What this task involves >> Your task is to transcribe all of the data below exactly, omitting the images.

[Items from a data source]
begin
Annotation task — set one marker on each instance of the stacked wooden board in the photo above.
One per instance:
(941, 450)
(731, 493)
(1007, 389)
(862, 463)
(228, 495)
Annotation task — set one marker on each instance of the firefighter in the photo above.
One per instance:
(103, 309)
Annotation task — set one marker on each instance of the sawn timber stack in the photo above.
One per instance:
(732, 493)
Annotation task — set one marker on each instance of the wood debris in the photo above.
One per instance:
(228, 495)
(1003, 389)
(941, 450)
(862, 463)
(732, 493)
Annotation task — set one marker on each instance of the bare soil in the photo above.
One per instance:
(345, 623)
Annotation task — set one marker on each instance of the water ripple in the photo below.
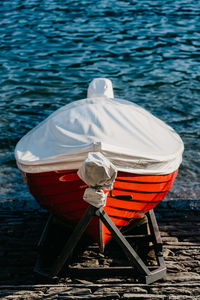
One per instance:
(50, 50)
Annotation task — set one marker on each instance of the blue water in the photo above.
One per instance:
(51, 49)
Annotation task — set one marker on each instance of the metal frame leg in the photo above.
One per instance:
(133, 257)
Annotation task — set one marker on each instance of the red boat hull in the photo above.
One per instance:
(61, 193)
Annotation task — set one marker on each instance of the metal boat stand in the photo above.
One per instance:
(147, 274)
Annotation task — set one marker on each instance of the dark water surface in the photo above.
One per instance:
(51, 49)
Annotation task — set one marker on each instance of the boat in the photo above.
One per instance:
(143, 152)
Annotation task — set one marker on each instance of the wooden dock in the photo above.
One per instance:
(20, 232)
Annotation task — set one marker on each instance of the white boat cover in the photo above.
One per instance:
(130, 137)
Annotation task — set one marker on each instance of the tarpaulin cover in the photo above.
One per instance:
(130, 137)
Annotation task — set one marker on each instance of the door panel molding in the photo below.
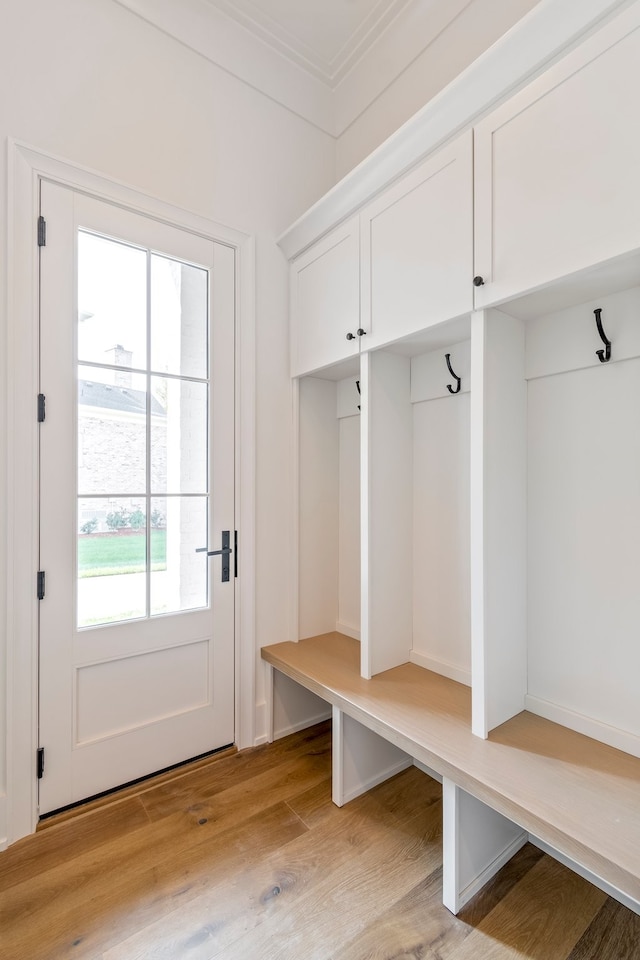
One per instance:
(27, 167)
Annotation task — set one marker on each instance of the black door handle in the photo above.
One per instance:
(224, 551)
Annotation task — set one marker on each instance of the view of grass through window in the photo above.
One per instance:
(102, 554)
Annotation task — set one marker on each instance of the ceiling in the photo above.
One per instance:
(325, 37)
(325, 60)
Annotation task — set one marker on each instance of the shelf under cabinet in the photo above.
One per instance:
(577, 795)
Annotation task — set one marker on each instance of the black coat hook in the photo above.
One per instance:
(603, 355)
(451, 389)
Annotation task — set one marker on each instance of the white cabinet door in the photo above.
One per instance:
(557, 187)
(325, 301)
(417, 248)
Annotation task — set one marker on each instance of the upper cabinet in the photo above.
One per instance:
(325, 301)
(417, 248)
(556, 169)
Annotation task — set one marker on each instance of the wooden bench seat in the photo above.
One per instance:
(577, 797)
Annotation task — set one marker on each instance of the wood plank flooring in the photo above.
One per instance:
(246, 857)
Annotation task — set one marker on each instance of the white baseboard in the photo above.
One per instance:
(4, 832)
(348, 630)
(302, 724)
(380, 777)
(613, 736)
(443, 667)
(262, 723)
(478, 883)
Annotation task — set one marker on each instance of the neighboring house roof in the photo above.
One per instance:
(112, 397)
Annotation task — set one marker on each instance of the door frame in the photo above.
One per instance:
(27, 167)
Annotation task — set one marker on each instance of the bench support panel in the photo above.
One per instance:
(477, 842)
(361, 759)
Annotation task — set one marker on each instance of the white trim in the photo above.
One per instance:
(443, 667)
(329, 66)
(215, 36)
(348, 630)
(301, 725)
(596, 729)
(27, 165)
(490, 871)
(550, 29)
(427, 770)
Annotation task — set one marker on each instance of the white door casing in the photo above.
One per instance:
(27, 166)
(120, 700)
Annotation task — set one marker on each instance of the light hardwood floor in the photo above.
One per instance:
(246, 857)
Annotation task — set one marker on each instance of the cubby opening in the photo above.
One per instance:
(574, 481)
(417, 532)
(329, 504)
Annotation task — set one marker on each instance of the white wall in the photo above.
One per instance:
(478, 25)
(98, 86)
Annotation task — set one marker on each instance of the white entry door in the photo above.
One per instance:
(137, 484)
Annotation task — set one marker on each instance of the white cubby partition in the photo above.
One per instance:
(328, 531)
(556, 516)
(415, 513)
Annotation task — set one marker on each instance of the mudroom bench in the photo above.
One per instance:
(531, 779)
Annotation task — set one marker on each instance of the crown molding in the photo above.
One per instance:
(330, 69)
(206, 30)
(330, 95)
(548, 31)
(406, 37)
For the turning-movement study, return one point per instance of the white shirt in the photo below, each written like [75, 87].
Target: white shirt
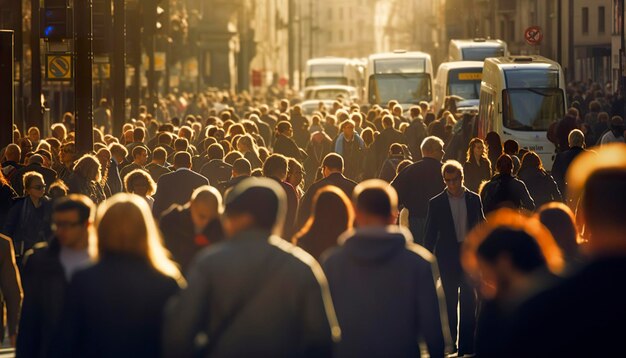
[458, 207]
end
Task answer >>
Annotation task — set one marker on each instance of the stacked wooden board in the photo above.
One per instance:
(941, 450)
(731, 493)
(1007, 389)
(862, 463)
(228, 495)
Annotation task — set one marker on each instance of the firefighter in the photo above.
One per instance:
(103, 309)
Annotation task — set one marker on each instance of the sawn timber stack in the photo above.
One per instance:
(732, 493)
Annotation task — set one marker on each instance of the wood debris in the photo above.
One per instance:
(228, 495)
(1003, 389)
(941, 450)
(862, 463)
(732, 493)
Annotation task — set one marker on each instance of the bare soil in the photo above.
One per instance:
(345, 623)
Annotation task — set one marker on each instance of the water ripple in the photo below.
One per instance:
(50, 50)
Annotation task — set one marker on each instance of the blue water in the photo above.
One per instance:
(51, 49)
Annotation task — set one marker on each instance of the metal frame leg in the photo above.
One per instance:
(133, 257)
Annotation task — set one marker on each instance of the red boat hull in the photo above.
One per instance:
(61, 193)
Annotation task — set one marker on each instance of the metal boat stand in the photo above.
One per instance:
(147, 274)
Annotation task — set one marker on each instance of the dark water surface in the photo above.
One per instance:
(51, 49)
Annotation task — set one marker on each instance of the boat in the photo above.
One per instance:
(143, 152)
Annotation task — set one marker on each instance of the wooden dock in the photo above.
One per instance:
(20, 232)
Annotation task — set one marker on each instance of the white boat cover in the photo above.
One per instance:
(130, 137)
Annotation task — set one marker on each instance of the tarpaulin cover in the photo above.
One per instance:
(130, 137)
Annotation task — set one marker on each instance of the door panel molding in the photo below.
One per instance:
(27, 167)
Annotation task — set one marker on each instance of the black door handle in the photo above.
One per instance:
(224, 551)
Annotation task — set one marker on each instance of the view of grass through window in the photo above.
One per instance:
(102, 554)
Annotation task — set one marker on each instance of the ceiling in the photo above.
One per instance:
(325, 37)
(325, 60)
Annotation task — set one marker on each instance of the shelf under cabinet in the photo above.
One per instance:
(577, 795)
Annotation task — set one marker on each instance of the black coat hook in the photo above.
One per instance:
(603, 355)
(451, 389)
Annotation task — set one marker on each instance of the white cabinet door in the photo above.
One per instance:
(557, 187)
(325, 301)
(417, 248)
Annotation task — set one marker on each instance of the upper cabinet in the photo above.
One per instance:
(325, 301)
(417, 248)
(556, 169)
Annotation task — set one marker on each instance of the wooden bench seat in the photo above.
One per instance:
(577, 797)
Annotation task — set one marker on each instance of the wood plank flooring in the photo above.
One per instance:
(246, 857)
Annotation task — set one marker on each instance of the white baseboard in the photo above.
One per instance:
(4, 832)
(348, 630)
(302, 724)
(380, 777)
(613, 736)
(443, 667)
(262, 723)
(478, 883)
Annotation task — set one marker on each instance of the neighboring house roof in the photo above.
One per instance:
(112, 397)
Annotation task — set one marker on each instance of the door frame in the photo above.
One per instance:
(27, 167)
Annotation task — set one marker on each instance of the bench support panel in the photo above.
One per instance:
(477, 842)
(361, 759)
Annotation task — set one marker on each instance of the white trim in the photo above.
One per instance:
(443, 667)
(329, 66)
(215, 36)
(348, 630)
(301, 725)
(596, 729)
(27, 165)
(490, 871)
(550, 29)
(427, 770)
Annotation task — set one marker on each instance of the white door casing in the photo above.
One per instance:
(27, 166)
(120, 700)
Annotation task — set one marker on each instance of the light hardwood floor in the photo above.
One per instance:
(246, 857)
Annotation task — set one marker on each instance of the cubby opening in the photo above.
One per instance:
(574, 481)
(417, 532)
(329, 504)
Annotation task — set one marker on each instance of the white wall in the photo above.
One per instance:
(478, 25)
(98, 86)
Annotation task — set one marker on each instance of the white entry door in the photo above.
One per instance:
(137, 484)
Annotation task — set one marker on each instance of the white cubby partition in the photo above.
One per instance:
(328, 531)
(556, 516)
(415, 513)
Annotation task — set one marker on each instance of the mudroom bench in the photo above.
One per instance:
(531, 779)
Annotation task — set one marker on each instance of the crown molding in the photo above.
One per instance:
(330, 69)
(206, 30)
(330, 95)
(548, 31)
(406, 37)
For the turning-movement study, return one point per instance of the white shirt in the photo below, each written like [75, 87].
Target: white shirt
[458, 207]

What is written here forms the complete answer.